• Set task:
Please pull out every line in the rows below that contains the string "rocky", with case counting.

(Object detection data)
....

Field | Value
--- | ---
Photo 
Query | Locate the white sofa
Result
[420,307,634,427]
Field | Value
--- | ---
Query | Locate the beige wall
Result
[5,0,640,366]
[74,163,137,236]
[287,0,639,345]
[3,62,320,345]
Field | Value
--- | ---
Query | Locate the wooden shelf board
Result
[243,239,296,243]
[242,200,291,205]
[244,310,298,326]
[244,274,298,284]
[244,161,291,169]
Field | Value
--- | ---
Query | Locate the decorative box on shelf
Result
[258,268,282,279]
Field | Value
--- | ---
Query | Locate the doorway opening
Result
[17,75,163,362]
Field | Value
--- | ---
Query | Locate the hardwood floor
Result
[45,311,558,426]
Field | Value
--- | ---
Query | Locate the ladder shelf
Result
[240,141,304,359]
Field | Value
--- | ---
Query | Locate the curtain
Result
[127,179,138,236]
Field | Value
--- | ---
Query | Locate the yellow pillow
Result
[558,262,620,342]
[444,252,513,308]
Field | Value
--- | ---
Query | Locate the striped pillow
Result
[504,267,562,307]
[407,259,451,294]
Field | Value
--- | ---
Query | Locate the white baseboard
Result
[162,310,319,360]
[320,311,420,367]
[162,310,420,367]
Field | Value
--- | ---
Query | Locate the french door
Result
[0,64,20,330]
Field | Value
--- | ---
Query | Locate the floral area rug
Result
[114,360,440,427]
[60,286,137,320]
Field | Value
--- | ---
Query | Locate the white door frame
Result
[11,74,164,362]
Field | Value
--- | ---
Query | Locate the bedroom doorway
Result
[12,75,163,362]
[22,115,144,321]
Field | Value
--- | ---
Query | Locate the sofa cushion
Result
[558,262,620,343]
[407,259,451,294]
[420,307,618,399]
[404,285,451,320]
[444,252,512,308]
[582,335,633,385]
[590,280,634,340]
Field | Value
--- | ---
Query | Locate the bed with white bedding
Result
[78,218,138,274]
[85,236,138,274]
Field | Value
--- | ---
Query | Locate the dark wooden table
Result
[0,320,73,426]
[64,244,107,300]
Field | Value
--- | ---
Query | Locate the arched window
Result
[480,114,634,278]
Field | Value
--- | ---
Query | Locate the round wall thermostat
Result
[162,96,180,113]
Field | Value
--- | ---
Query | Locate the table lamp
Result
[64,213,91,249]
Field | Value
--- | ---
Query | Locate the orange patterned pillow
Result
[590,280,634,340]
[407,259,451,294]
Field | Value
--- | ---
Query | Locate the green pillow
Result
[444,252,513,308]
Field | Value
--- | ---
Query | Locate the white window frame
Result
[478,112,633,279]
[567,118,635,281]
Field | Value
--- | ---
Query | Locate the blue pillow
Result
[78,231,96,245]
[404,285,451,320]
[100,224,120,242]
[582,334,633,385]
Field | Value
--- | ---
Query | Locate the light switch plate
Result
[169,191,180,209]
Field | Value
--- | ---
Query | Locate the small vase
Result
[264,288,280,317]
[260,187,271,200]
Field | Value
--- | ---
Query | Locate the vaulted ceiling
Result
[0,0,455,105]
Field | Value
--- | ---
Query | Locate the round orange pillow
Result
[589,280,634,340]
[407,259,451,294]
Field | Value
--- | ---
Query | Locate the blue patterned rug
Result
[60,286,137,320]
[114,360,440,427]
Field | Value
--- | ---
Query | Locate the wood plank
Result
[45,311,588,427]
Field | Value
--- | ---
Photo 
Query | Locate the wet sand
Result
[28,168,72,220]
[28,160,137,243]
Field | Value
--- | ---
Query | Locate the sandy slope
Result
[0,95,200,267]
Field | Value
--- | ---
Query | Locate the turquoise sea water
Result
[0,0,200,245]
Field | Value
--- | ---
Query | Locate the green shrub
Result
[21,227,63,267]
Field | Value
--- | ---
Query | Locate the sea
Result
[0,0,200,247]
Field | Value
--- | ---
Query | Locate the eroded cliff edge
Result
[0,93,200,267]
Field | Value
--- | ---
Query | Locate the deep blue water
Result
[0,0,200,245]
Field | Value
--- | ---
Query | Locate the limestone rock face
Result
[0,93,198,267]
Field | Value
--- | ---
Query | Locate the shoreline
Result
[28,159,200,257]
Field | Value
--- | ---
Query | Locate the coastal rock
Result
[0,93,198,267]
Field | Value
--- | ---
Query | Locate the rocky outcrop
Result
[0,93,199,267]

....

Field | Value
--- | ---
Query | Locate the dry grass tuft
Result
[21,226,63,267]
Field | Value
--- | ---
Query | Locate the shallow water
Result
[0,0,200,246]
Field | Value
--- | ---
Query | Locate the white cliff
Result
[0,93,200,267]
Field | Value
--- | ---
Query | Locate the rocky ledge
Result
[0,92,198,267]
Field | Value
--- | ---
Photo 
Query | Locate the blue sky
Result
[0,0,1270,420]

....

• Solved problem:
Query | Locate the rocky outcrop
Query | Locate the rocky ledge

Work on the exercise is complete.